From the first line to the last, restate every record word for word, leaving out the pictures.

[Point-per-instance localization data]
################

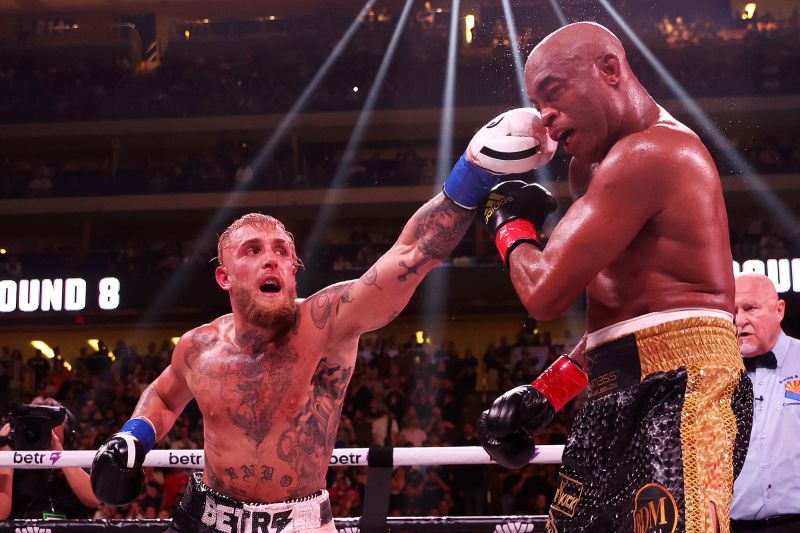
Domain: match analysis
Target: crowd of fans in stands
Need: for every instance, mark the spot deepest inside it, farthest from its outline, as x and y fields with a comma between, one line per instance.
x=401, y=394
x=225, y=76
x=229, y=167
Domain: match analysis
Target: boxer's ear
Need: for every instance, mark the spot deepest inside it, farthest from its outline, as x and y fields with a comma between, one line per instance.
x=608, y=66
x=221, y=275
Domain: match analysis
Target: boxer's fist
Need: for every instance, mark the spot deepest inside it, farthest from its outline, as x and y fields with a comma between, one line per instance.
x=514, y=213
x=512, y=143
x=507, y=428
x=117, y=474
x=524, y=410
x=512, y=451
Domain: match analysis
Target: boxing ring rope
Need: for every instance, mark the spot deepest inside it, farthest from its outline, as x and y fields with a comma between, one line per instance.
x=423, y=456
x=379, y=462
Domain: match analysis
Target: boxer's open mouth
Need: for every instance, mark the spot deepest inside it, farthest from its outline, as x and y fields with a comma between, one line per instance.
x=270, y=286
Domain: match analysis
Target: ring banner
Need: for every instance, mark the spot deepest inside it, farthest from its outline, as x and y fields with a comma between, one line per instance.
x=195, y=459
x=395, y=524
x=379, y=480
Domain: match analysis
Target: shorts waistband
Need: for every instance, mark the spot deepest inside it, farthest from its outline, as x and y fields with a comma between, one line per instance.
x=227, y=514
x=770, y=521
x=702, y=342
x=626, y=327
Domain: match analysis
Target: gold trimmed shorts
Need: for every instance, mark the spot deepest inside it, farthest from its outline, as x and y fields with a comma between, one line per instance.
x=663, y=434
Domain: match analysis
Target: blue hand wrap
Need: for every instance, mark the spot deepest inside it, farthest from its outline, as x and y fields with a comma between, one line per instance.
x=142, y=430
x=468, y=184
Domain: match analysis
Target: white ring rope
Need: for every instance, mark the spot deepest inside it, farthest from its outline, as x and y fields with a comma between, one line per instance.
x=425, y=456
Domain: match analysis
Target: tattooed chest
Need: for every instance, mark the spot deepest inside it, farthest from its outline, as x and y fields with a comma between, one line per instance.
x=248, y=395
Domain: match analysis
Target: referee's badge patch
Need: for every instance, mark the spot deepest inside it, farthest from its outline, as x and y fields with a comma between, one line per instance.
x=793, y=389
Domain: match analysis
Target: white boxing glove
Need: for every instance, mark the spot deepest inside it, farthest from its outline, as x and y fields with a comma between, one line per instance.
x=512, y=143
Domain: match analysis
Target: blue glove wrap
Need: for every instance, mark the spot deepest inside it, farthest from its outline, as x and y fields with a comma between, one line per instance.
x=468, y=184
x=142, y=430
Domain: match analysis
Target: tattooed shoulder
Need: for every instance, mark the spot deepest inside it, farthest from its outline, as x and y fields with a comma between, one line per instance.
x=327, y=303
x=370, y=277
x=200, y=341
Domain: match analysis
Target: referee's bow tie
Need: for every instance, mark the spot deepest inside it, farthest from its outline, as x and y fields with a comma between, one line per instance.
x=766, y=360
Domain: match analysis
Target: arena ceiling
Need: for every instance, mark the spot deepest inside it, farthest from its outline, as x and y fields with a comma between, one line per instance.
x=229, y=7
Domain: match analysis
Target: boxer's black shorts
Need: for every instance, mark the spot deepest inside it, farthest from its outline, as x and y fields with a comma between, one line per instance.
x=663, y=433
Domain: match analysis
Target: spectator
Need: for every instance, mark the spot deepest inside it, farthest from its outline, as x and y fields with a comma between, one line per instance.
x=39, y=494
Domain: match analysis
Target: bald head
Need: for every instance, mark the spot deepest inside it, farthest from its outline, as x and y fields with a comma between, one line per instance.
x=578, y=44
x=759, y=313
x=579, y=79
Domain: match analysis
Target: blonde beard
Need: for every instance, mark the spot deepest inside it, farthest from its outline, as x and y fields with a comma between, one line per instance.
x=277, y=317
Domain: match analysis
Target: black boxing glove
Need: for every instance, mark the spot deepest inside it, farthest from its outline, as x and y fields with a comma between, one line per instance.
x=514, y=212
x=507, y=428
x=117, y=474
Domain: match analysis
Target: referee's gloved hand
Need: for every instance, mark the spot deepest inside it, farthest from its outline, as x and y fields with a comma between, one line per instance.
x=117, y=473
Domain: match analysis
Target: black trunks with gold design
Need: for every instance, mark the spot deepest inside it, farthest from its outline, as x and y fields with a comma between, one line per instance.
x=662, y=436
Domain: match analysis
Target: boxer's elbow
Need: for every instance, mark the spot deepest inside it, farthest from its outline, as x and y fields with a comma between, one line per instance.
x=544, y=310
x=541, y=299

################

* _Response for this exercise_:
Domain: match analysis
Target: crowd of fans in stands
Need: for every instance, mark the spot deepest inside it, farthest from its outline, as x and y fields with a comma between, one line per instance.
x=401, y=394
x=225, y=76
x=229, y=167
Domain: match analysis
Target: boxer's ear
Need: for every instance, mark the spot deepest inside it, farthest from its outline, as x and y fields with a comma between, one line per instance.
x=608, y=66
x=221, y=275
Domain: match analysis
Target: boxer's fist
Need: for every instance, mark the spot deepest inside it, farthest from its outline, as x and y fields with a comma between, one line per instance.
x=514, y=213
x=512, y=143
x=507, y=428
x=117, y=474
x=524, y=410
x=512, y=451
Domain: match analysis
Target: boxing ring rope
Need: for every instance, mark the spot deepest inside it, farthest from its outline, as x and y fields with a comma between, one line per instance.
x=423, y=456
x=379, y=462
Domain: match analysis
Target: boxer's open mouth
Need: for every instance, mark the spot deepest inside it, farthest from its outline, as x and y fields with a comma between, one line per instance.
x=270, y=286
Domain: match analysis
Target: ring banner
Need: for every instance, mark the spot deepest inside it, farthest from its outline, as x and y fields with a comma between, one line per instance.
x=195, y=459
x=395, y=524
x=379, y=480
Domain: match analysis
Target: shorts waistband
Need: for every instance, mark the spot deepest inside it, farthest from its outline, as x and y fields with a comma between, one line per instance.
x=227, y=514
x=770, y=521
x=702, y=342
x=626, y=327
Domain: match analysis
Target: gold trimmed shorts
Need: for every instance, mark the spot deepest inside it, farthest from its outline, as x and y fields with a comma between, one line per instance.
x=663, y=434
Domain: match analysis
Target: blue hand wrap
Need: for every instance, mark the spot deepest inside it, farthest from its outline, as x and y fields with a comma between, one line per instance.
x=142, y=430
x=468, y=184
Domain: match analysis
Target: white ring rope
Need: for every instance, mark the spot deepest inside it, farthest from its outline, as x and y fields with a comma between, one line per instance.
x=425, y=456
Domain: match analysis
Target: tattooed chest
Need: for every instance, mark the spot deepest inside it, farthest from its outline, as x and y fields with a comma between, one line per instance.
x=248, y=395
Domain: match analysis
Target: referee's badge patch
Need: for every instance, mark the spot deepest inside it, farthest from its outline, as x and y fields with a comma between, one line per instance.
x=793, y=389
Domain: match analysis
Target: white boxing glove
Need: for every instance, mark the spot deepest inside it, farthest from its outline, as x and y fields with a comma between, one line per instance.
x=512, y=143
Domain: match analysis
Target: blue glove wrap
Need: for every instance, mark the spot deepest inside it, farthest from its outline, as x and y fields with a comma between, one line per instance.
x=468, y=184
x=142, y=430
Domain: match analysis
Target: tattooed shoulder
Need: for every instance, mark the spot deepest inside it, farthest from its outline, as x and y fields with a comma between, one line per instance.
x=327, y=303
x=370, y=277
x=200, y=341
Domain: match analysis
Target: referee's bow tie
Need: for every instance, mark the spot deepest inside it, farthest from its outline, as x and y fields with a comma between, one line per instance.
x=766, y=360
Domain: match analysis
Target: arena ceiling
Need: for every instance, mark the spot deepest inside it, farthest from its outline, as x and y fields with a comma between, one line per instance.
x=229, y=7
Domain: match analysis
Target: boxer's black shorts
Need: for every instance, mark the spot deepest inside it, farthest from its outline, as x and y fields with a comma between, one line per instance.
x=663, y=433
Domain: match analysis
Target: spectator
Need: for every instance, mark the spot deepest inside it, farthest from its outline, as x and y fields with a comma between, one line per instance.
x=39, y=494
Domain: match analysis
Target: bald head
Need: for every instance, mark the spot deepest inside it, farthest from its outline, as x and y fields with a comma between, one line per instance.
x=578, y=44
x=759, y=313
x=579, y=79
Domain: match analysis
Target: blonde beard
Need: for every instance, mark the spot deepest inside it, farthest from its outline, as x and y fields with a comma between, one line per instance.
x=277, y=317
Domain: match analysis
Target: black boxing glove
Need: for every instance, mark the spot deepest inside it, farthest from its outline, as x and y fields with a comma between, one line per instance.
x=514, y=212
x=507, y=428
x=117, y=474
Domain: match analysis
Target: referee's gloved hand
Need: for every instance, mark the spot deepest inside it, farthest from its outline, as x and y fields with a comma between, one line per instance.
x=117, y=473
Domain: match analysis
Target: black trunks with gold design
Need: for every instance, mark the spot deepest inside it, farthest from its outline, as x and y fields with a comma between, one line per instance.
x=662, y=436
Domain: match analysis
Target: boxer's elbow
Need: for every instance, mark the spot deepest inside it, farthest from its outline, as x and y fields with a comma between, one line per instance.
x=544, y=310
x=541, y=299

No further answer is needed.